▶ **DOCUMENT SECTION**:
- - - -
Poll shows immigration will be at heart of election campaign


A new survey has confirmed that a party’s policy on immigration will play a major role in deciding how people vote in the next general election.

A YouGov poll, for think tank Migrationwatch, taken last week shows that 45% agreed, including 21% who strongly agreed, that a party’s policy on immigration would influence their vote at the next general election. This view was consistently held amongst all age groups, social grades and regions, with slightly less support in Scotland and among the under 30s.
(see attached table).

When asked if they thought the Government ‘has immigration under control’ 77% either disagreed or strongly disagreed while 67% disagreed, including 38% who strongly disagreed, that the Government was listening to the public’s concerns.

When asked if they thought the Government was being ‘open and honest about the scale of immigration into Britain’ 74% disagreed, 41% strongly.
- - - -
▶ **PROBLEM 1**:
Summarize the article on the immigration poll in two sentences.
▶ **PROBLEM 2**:
Copy the lines of the records verbatim, from the line containing "of the asphalt" up to and including the final line of the records.
The article and the records have no connection to each other.
- - - -
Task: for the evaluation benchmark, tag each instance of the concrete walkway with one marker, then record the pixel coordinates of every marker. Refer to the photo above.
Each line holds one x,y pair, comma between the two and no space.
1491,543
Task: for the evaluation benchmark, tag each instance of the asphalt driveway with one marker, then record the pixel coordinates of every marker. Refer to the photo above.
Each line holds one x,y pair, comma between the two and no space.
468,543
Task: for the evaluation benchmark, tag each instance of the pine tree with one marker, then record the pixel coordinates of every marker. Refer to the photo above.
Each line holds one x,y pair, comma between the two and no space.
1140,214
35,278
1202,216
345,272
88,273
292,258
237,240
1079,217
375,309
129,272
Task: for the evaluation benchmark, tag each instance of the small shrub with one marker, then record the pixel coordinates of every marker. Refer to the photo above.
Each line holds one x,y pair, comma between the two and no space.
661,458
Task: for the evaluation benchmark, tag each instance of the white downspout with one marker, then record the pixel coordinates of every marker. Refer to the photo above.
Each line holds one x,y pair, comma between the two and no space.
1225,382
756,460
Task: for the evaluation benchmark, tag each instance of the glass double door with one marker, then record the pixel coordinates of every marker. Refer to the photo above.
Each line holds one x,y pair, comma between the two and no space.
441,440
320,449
- - - -
▶ **FULL SOLUTION 1**:
A YouGov poll for Migrationwatch found that 45% agreed a party's immigration policy would influence their vote at the next general election, a view held consistently across age groups, social grades and regions. Large shares also disagreed that the Government has immigration under control (77%), is listening to the public's concerns (67%), or is open and honest about the scale of immigration into Britain (74%).

▶ **FULL SOLUTION 2**:
Task: for the evaluation benchmark, tag each instance of the asphalt driveway with one marker, then record the pixel coordinates of every marker. Refer to the photo above.
Each line holds one x,y pair, comma between the two and no space.
468,543
Task: for the evaluation benchmark, tag each instance of the pine tree with one marker, then record the pixel coordinates of every marker. Refer to the photo above.
Each line holds one x,y pair, comma between the two and no space.
1140,214
35,278
1202,216
345,272
88,273
292,258
237,240
1079,217
375,309
129,272
Task: for the evaluation benchmark, tag each instance of the small shrub with one marker, then record the pixel coordinates of every marker. Refer to the photo above.
Each line holds one x,y pair, comma between the two and no space.
661,458
Task: for the evaluation benchmark, tag each instance of the white downspout with one marker, then record the pixel coordinates of every marker. Refer to the photo above.
Each line holds one x,y pair, comma between the two and no space.
1225,382
756,460
Task: for the evaluation benchmark, tag each instance of the glass double door with one marker, then record the pixel coordinates of every marker. Refer to the photo above.
Each line holds one x,y pair, comma between the two and no space.
441,440
320,449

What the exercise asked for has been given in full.